» **VORLIEGENDER TEXT**
Und er stellte fest: Josef Ratzinger und Tendzin Gyatsho, der 14. Dalai Lama, könne man eigentlich nicht vergleichen – bei Papstaudienzen auf dem Petersplatz entstehe eine riesige Freudenstimmung mit entsprechender Lautstärke. Taucht der Dalai Lama auf herrsche absolute Stille. Stephan Kulle fragte sich was eigentlich schöner sei und was dies über die Person aussage? Auch erstaunlich die Aussage des Karmapa – die Nummer drei der tibetischen Lama-Hierarchie – zur grundlegenden Glaubensfrage des Christentums, der Auferstehung: „Ja, das ist möglich“.
Viel Zeit verbrachte Stephan Kulle auch mit den Kindermönchen, die ihn spielerisch aufnahmen und ihn beeindruckten mit ihrem Lernpensum und ihrer Ausstrahlung. Eine Maxime des Dalai Lama ist es auch, dass das Leben vertan ist, wenn man nicht seine Kraft anwendet um zu lernen. So wurde Stephan Kulle den ganzen Tag mit Fragen gelöchert, obwohl er ja eigentlich etwas von den Mönchen wissen wollte. Rührend die Geschichte von dem alten Mönch, der ihm bei einem Treffen eine ganz besondere Orchidee schenkte. An einem Abend hatte der Mönch diese in seinem Überwurf verborgen und offensichtlich für Kulle mitgebracht. Dieses Geschehnis wirkte etwas mystisch – ein Augenblick der anders war als erwartet. „Sekunden, Minuten, für die man offen sein sollte und die man dankbar für sich bewahren sollte“, so Stephan Kulle. Die Blüte und das Lächeln des Mönches – dafür war Stephan Kulle dankbar. Eine der vielen Zeichen der Milde, die er dort im Norden Indiens fand.
Sehr erheiternd die Erfahrung, die Stephan Kulle mit Buttertee machte. Bei der Familie Gyamtso wollte er ein höflicher Gast sein und trank diesen Tee. Es wurden seine peinlichsten Minuten in den 40 Tagen. Ein Schluck dieser tibetischen Spezialität verschlug ihm alles und er war nicht mehr Herr seiner Mimik. Bratheringsoße, Ochsenschwanzsuppe und Öl gemischt schien sich hier vereint zu haben. Zudem lösten die Unmengen Salz sofort einen Würgereiz aus. Selbst ein trockenes Plätzchen nützte da nicht. Diplomatisch sagte er, dass der Tee anders schmeckte, als er erwartet habe. Da er nicht wusste, dass man die Hand über die Tasse halten muss, um nicht neu eingeschenkt zu bekommen, musste er leider auch die zweite Tasse „genießen“.
Am Fuß des Himalaya – da wo das Wetter sehr schlecht ist und die Luft sehr dünn – erlebte Stephan Kulle viel Beeindruckendes in 40 Tagen. In seinem Buch hat er keine Dogmen aufgeschrieben und gibt auch keine Glaubensvorgaben gibt – „Jeder soll so glauben wie er mag, deshalb muss man selbst wählen, ob man die stille Andacht beim Auftauchen des Dalai Lama oder den wilden Jubel beim Erscheinen des Papstes bevorzugt.“ Zum Abschluss des Literaturabends beantwortete Stephan Kulle noch einige Publikumsfragen.
Stephan Kulle, der unter anderem ein Buch über die Überwindung seiner Querschnittslähmung und eine Biographie des deutschen Papstes Benedikt XVI. schrieb, gelang es, seine Worte eindringlich zu vermitteln, sei es die Armut der Menschen in dem fernen Land, oder sei es die Ausstrahlung der Mönche auf ihn. Er begeisterte seine Zuhörer mit einer einzigartigen Mischung aus fundiertem theologischen Wissen, journalistisch recherchierten Informationen und ansteckender Leidenschaft. Ein kurzweiliger, informativer, anregender und spannender Abend in der Burg Bielstein.

» **BEREITGESTELLTES MATERIAL**
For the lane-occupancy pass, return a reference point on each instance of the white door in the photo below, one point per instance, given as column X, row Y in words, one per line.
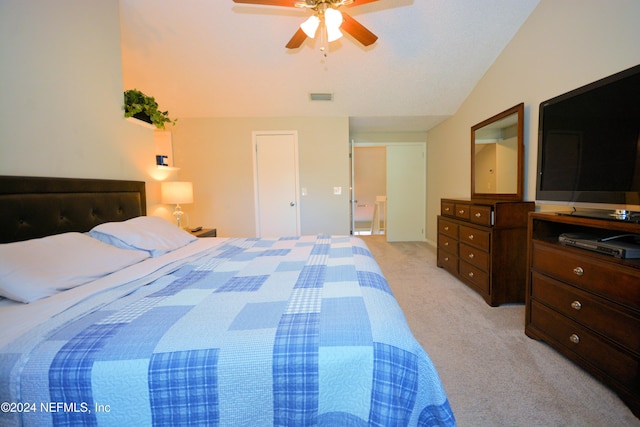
column 276, row 183
column 406, row 192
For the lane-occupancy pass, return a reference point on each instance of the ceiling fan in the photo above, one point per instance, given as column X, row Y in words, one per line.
column 326, row 17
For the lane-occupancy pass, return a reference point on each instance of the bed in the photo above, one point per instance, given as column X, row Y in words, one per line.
column 175, row 330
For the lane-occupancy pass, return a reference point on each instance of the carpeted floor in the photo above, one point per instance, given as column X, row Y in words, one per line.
column 493, row 373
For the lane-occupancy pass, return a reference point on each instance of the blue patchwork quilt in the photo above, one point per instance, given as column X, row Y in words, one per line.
column 288, row 332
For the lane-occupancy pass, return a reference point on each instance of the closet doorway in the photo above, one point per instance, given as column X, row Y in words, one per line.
column 276, row 183
column 388, row 182
column 369, row 166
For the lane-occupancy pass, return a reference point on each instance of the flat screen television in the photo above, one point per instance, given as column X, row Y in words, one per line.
column 589, row 148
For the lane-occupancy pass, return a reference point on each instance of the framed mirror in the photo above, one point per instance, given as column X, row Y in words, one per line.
column 497, row 156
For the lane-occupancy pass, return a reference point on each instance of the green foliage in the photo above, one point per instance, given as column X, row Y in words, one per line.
column 137, row 102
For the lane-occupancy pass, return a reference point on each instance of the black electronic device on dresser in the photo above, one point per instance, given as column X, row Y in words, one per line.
column 583, row 284
column 586, row 303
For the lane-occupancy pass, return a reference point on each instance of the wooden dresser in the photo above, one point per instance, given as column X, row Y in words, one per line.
column 484, row 244
column 585, row 304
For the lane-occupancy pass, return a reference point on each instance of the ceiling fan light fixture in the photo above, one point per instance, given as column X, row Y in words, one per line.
column 310, row 26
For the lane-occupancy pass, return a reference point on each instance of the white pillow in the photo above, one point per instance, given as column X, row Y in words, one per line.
column 146, row 233
column 39, row 268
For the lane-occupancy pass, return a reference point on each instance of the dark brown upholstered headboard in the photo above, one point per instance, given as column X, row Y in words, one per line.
column 33, row 207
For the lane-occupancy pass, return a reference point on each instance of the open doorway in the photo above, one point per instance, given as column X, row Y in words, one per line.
column 369, row 163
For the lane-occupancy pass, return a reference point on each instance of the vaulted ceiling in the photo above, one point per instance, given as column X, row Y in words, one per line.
column 216, row 58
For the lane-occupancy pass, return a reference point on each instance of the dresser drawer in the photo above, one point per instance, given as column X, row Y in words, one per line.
column 447, row 208
column 448, row 261
column 447, row 227
column 462, row 210
column 567, row 334
column 474, row 237
column 586, row 272
column 588, row 310
column 475, row 256
column 474, row 275
column 448, row 243
column 482, row 215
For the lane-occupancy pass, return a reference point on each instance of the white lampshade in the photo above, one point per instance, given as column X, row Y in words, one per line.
column 310, row 26
column 333, row 21
column 177, row 192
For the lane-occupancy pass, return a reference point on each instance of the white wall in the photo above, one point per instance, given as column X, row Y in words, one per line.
column 563, row 45
column 61, row 94
column 215, row 154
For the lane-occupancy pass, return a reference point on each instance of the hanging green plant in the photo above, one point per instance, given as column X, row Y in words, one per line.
column 145, row 108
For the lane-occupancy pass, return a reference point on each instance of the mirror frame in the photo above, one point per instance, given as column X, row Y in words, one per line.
column 518, row 195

» **AUFGABEN ZUM BEARBEITEN**
A: Beantworte zum Bericht über Stephan Kulle diese Fragen:
(i) Wie viele Tage verbrachte Stephan Kulle am Fuß des Himalaya?
(ii) Was schenkte ihm ein alter Mönch bei einem Treffen?
(iii) Wo fand der Literaturabend statt?
B: Schreib aus dem Bericht über Stephan Kulle die Stelle von „Stephan Kulle, der“ bis einschließlich „der Burg Bielstein.“ Wort für Wort ab.
C: Fasse im Bericht über Stephan Kulle den Absatz, der mit „Sehr erheiternd die Erfahrung“ beginnt, als Liste zusammen und behalte dabei die wichtigsten Fakten.
Die Einträge werden hier nicht gebraucht.

» **LÖSUNGEN PRO AUFGABE**
A:
(i) 40 Tage.
(ii) Eine ganz besondere Orchidee.
(iii) In der Burg Bielstein.

B:
Stephan Kulle, der unter anderem ein Buch über die Überwindung seiner Querschnittslähmung und eine Biographie des deutschen Papstes Benedikt XVI. schrieb, gelang es, seine Worte eindringlich zu vermitteln, sei es die Armut der Menschen in dem fernen Land, oder sei es die Ausstrahlung der Mönche auf ihn. Er begeisterte seine Zuhörer mit einer einzigartigen Mischung aus fundiertem theologischen Wissen, journalistisch recherchierten Informationen und ansteckender Leidenschaft. Ein kurzweiliger, informativer, anregender und spannender Abend in der Burg Bielstein.

C:
- Bei der Familie Gyamtso trank Stephan Kulle aus Höflichkeit Buttertee.
- Das wurden seine peinlichsten Minuten in den 40 Tagen.
- Der Tee schien Bratheringsoße, Ochsenschwanzsuppe und Öl zu vereinen.
- Das viele Salz löste sofort einen Würgereiz aus, und auch ein trockenes Plätzchen half nicht.
- Diplomatisch sagte er, der Tee schmecke anders als erwartet.
- Er wusste nicht, dass man die Hand über die Tasse halten muss, damit nicht nachgeschenkt wird. Deshalb musste er auch eine zweite Tasse trinken.